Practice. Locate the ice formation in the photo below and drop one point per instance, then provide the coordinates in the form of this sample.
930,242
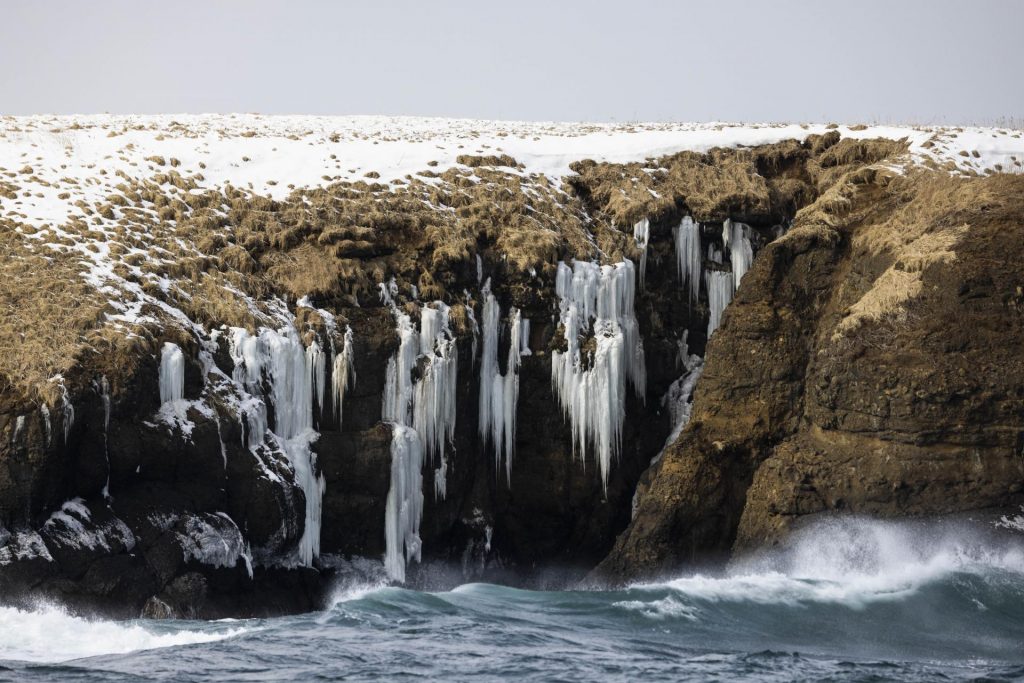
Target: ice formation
104,395
736,238
72,526
172,374
292,373
433,400
422,414
213,540
720,285
342,374
687,238
641,235
47,427
500,393
403,509
591,388
67,409
677,398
┄┄┄┄┄┄
Task to carry out » Please rewrite the items above, replacing "ice formation" with "ice deposit" and leaving everything else unchanged. Omit the pictures from your answer.

Task response »
Practice. Locate the ice deposit in the photo below and drop one point per instance, then provide the coordinates in the form of this sample.
930,242
Target: ice deposit
104,395
736,238
72,526
172,374
292,373
433,400
422,414
213,540
720,285
342,374
687,238
641,235
47,427
500,393
403,509
591,388
67,409
677,398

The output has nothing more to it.